» ACTIVITY:
Extend the article on political lies in Ethiopia below, beginning directly after its closing quotation from Hannah Arendt.

» DOCUMENT SECTION:
March 7, 2026

By Surafel Getahun
Introduction: The Theater of Power
From the gleaming high-rises of the “Corridor Development Project” to the freshly paved boulevards of Bole, parts of Addis Ababa have been transformed into a showcase of modernity. For international diplomats arriving for African Union summits, the Ethiopian capital appears to be a city on the move—a physical manifestation of Prime Minister Abiy Ahmed’s “medemer” (synergy) philosophy.
But for millions of Ethiopians, this shiny vista is a carefully constructed illusion. Beyond the city limits where the cameras stop rolling, the country is being torn apart by renewed civil war, economic collapse, mass displacement, and a brutal crackdown on dissent. As the ruling Prosperity Party gears up for national elections scheduled for June 2026, it is engaged in what political scientists would recognize as a sophisticated project of legitimation through spectacle—a project that masquerades as progress while the state disintegrates.
This article examines the Ethiopian situation through the lens of political science theory, drawing on foundational concepts from Hannah Arendt, Niccolò Machiavelli, F.G. Bailey, and contemporary research on authoritarian propaganda to understand how the Prosperity Party manufactures consensus, deploys “basic lies,” and weaponizes information to maintain power amidst catastrophic failure.
Part I: The Theoretical Framework — Understanding Political Lies
Hannah Arendt: Truth, Politics, and the Destruction of Common Sense
“What makes it possible for a totalitarian or any other dictatorship to rule is that people are not informed; how can you have an opinion if you are not informed?… If everybody always lies to you, the consequence is not that you believe the lies, but rather that nobody believes anything any longer. This is because lies, by their very nature, have to be changed, and a lying government has constantly to rewrite its own history… And a people that no longer can believe anything cannot make up its mind. It is deprived not only of its capacity to act but also of its capacity to think and to judge. And with such a people you can then do what you please.”

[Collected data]
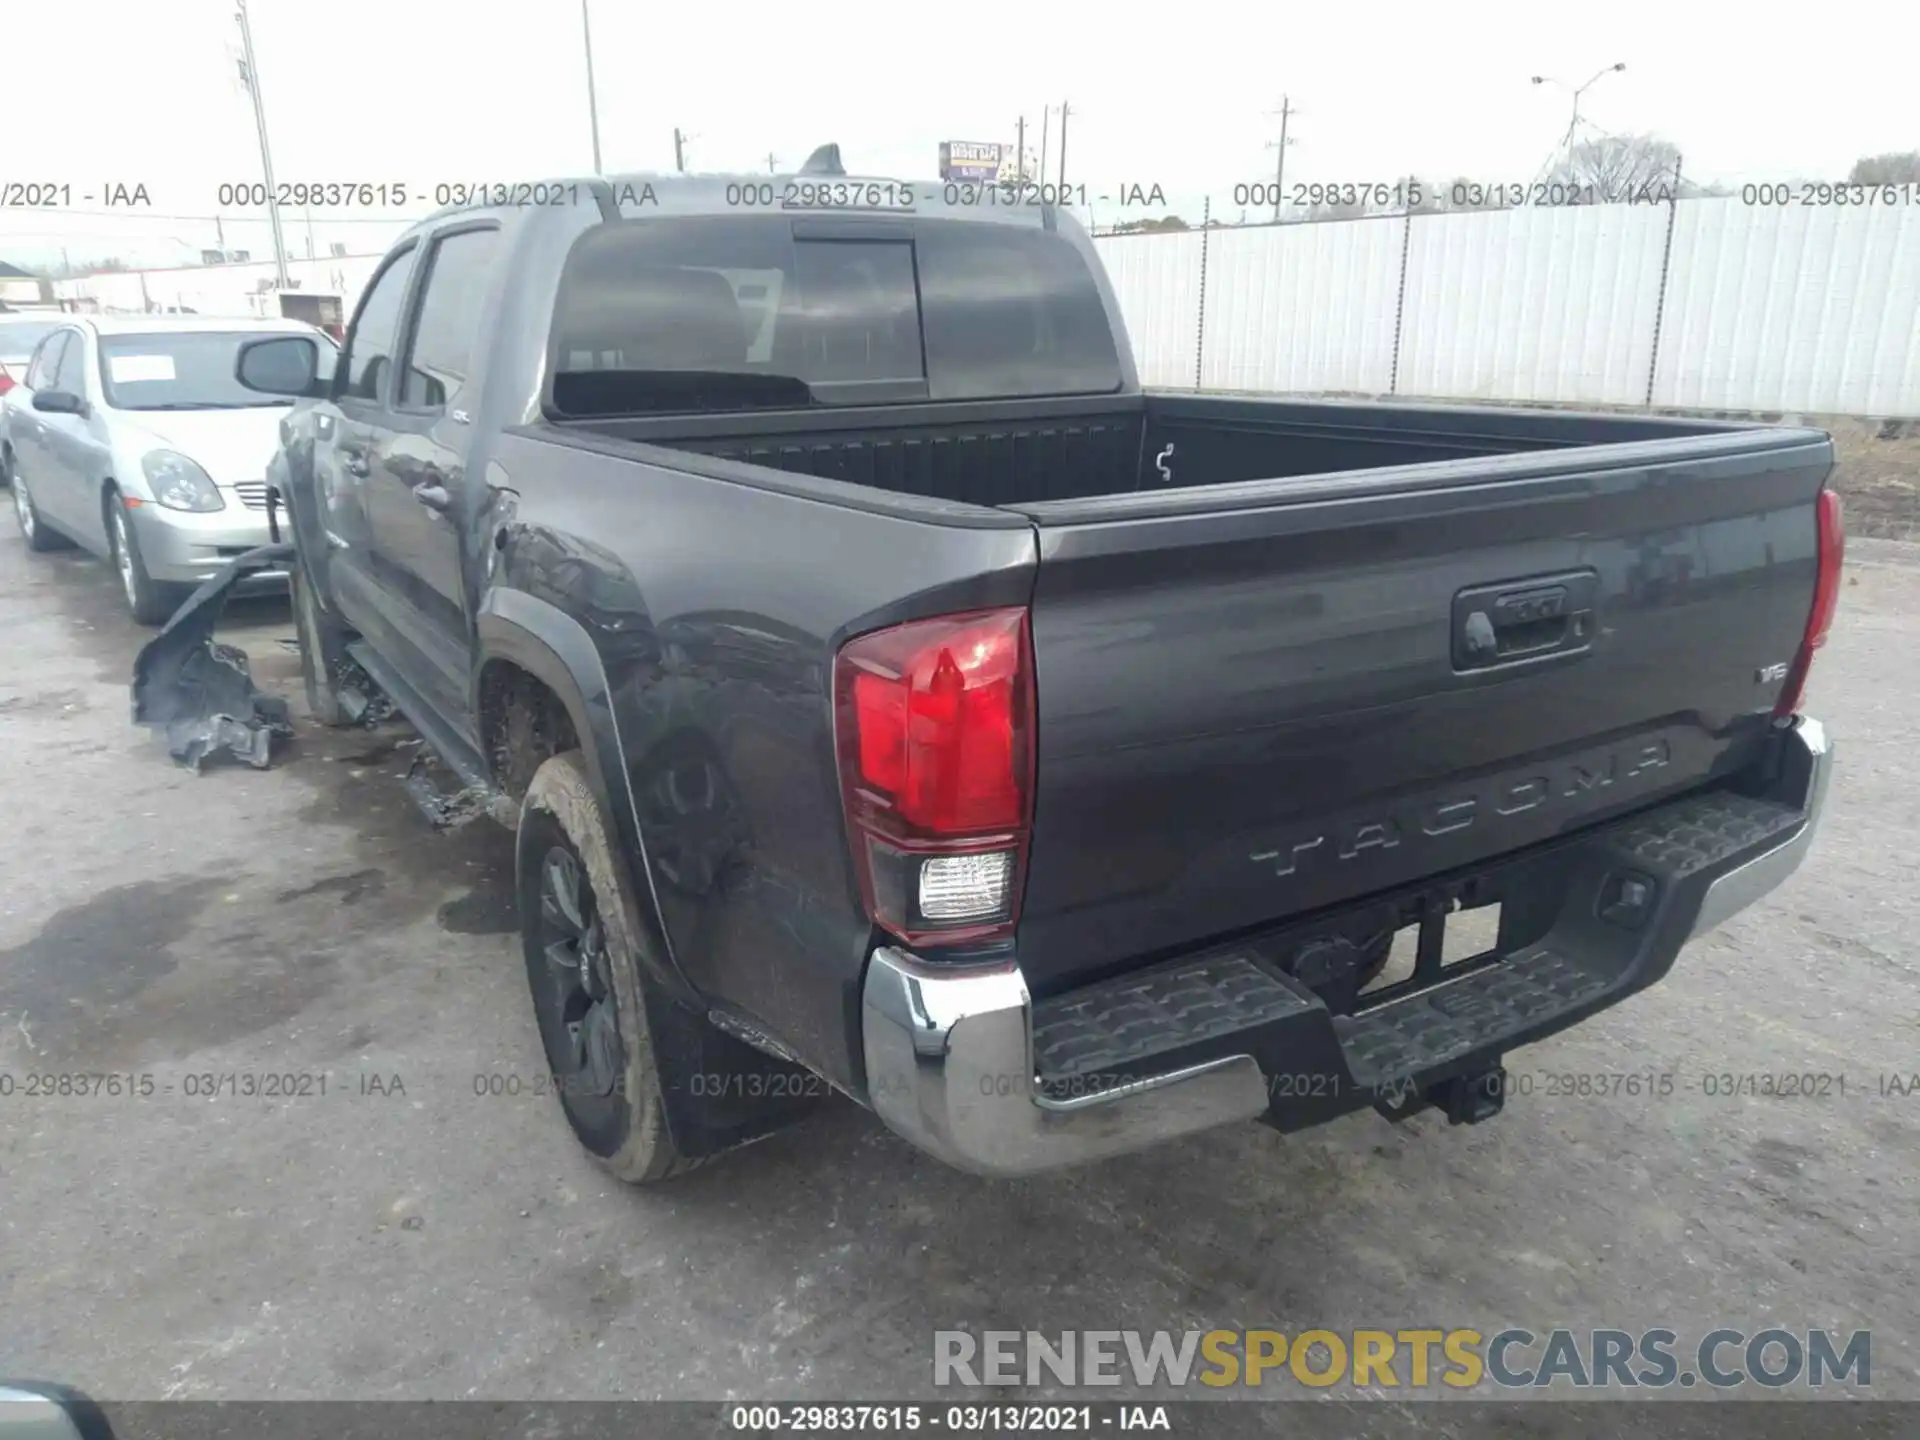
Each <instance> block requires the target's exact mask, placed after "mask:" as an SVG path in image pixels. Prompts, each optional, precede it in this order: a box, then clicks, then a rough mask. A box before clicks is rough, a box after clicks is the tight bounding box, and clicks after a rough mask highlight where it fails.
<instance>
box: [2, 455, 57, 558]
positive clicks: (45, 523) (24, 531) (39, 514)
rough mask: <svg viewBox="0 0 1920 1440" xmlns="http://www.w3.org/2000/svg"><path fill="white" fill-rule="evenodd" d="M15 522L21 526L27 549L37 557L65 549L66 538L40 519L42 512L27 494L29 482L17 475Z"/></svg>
mask: <svg viewBox="0 0 1920 1440" xmlns="http://www.w3.org/2000/svg"><path fill="white" fill-rule="evenodd" d="M13 520H15V522H17V524H19V534H21V538H23V540H25V541H27V549H31V551H35V553H36V555H46V551H50V549H63V547H65V536H61V534H60V532H58V530H54V528H50V526H48V524H46V520H42V518H40V511H36V509H35V505H33V495H29V493H27V482H25V480H21V478H19V476H17V474H15V476H13Z"/></svg>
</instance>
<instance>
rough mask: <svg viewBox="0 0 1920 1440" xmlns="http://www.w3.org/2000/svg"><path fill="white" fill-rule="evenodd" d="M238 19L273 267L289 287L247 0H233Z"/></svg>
mask: <svg viewBox="0 0 1920 1440" xmlns="http://www.w3.org/2000/svg"><path fill="white" fill-rule="evenodd" d="M234 6H236V8H238V13H236V15H234V19H236V21H238V23H240V48H242V50H244V52H246V88H248V94H250V96H253V125H255V129H259V167H261V169H263V171H265V173H267V223H269V225H271V227H273V269H275V275H276V276H278V280H280V288H282V290H288V288H290V284H288V278H286V236H284V234H282V232H280V196H278V194H276V192H275V184H273V148H271V146H269V144H267V109H265V106H261V100H259V65H255V63H253V27H252V25H248V19H246V0H234Z"/></svg>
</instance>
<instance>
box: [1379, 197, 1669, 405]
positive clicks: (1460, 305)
mask: <svg viewBox="0 0 1920 1440" xmlns="http://www.w3.org/2000/svg"><path fill="white" fill-rule="evenodd" d="M1665 236H1667V209H1665V207H1663V205H1538V207H1528V209H1503V211H1488V213H1471V215H1421V217H1415V221H1413V240H1411V248H1409V252H1407V300H1405V321H1404V328H1402V336H1400V384H1398V392H1400V394H1404V396H1448V397H1459V399H1548V401H1590V403H1607V405H1642V403H1645V397H1647V367H1649V365H1651V361H1653V311H1655V301H1657V298H1659V282H1661V248H1663V242H1665Z"/></svg>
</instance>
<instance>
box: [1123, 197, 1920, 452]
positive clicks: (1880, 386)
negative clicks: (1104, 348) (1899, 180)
mask: <svg viewBox="0 0 1920 1440" xmlns="http://www.w3.org/2000/svg"><path fill="white" fill-rule="evenodd" d="M1094 244H1096V246H1098V250H1100V255H1102V259H1104V261H1106V267H1108V271H1110V273H1112V276H1114V286H1116V290H1117V294H1119V303H1121V311H1123V313H1125V317H1127V328H1129V332H1131V338H1133V349H1135V357H1137V359H1139V365H1140V378H1142V380H1144V382H1146V384H1150V386H1177V388H1202V390H1283V392H1350V394H1363V396H1396V394H1398V396H1427V397H1442V399H1490V401H1574V403H1594V405H1655V407H1668V405H1672V407H1686V409H1734V411H1799V413H1824V415H1872V417H1920V205H1878V207H1803V205H1782V207H1774V205H1747V204H1741V202H1740V200H1738V198H1726V200H1682V202H1678V204H1672V205H1668V204H1657V205H1576V207H1530V209H1505V211H1476V213H1440V215H1411V217H1409V215H1388V217H1377V219H1359V221H1327V223H1309V225H1263V227H1229V228H1212V230H1188V232H1173V234H1129V236H1100V238H1098V240H1096V242H1094Z"/></svg>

» THE ANSWER:
Hannah Arendt’s observation, made in a 1974 interview, cuts to the heart of what is happening in Ethiopia today. The political theorist, who fled Nazi Germany and became one of the twentieth century’s most incisive analysts of totalitarianism, understood that the most profound damage inflicted by political lying is not the temporary success of any particular falsehood, but the gradual destruction of the very faculty by which citizens orient themselves in the world.
Arendt argued that truth and politics have “never been on good terms with one another” . The lie has always been a justified tool in political dealings. But when lying becomes systematic—when a government “constantly rewrites its own history”—the consequence is not mass credulity but mass disorientation. Citizens cease to believe anything because they have no stable ground on which to stand. They lose what Arendt called “common sense”—the sixth sense that allows us to co-exist and share a world in common .
In Ethiopia today, this process is unmistakable. The government broadcasts images of a “shining” Addis Ababa while Tigray burns. It proclaims peace while Fano fighters and government forces exchange fire in Amhara. It announces economic progress while the Birr collapses and inflation makes bread unaffordable. Citizens are bombarded with so many competing versions of reality that many simply withdraw into apathy—deprived, as Arendt warned, of “the capacity to act but also of the capacity to think and to judge.”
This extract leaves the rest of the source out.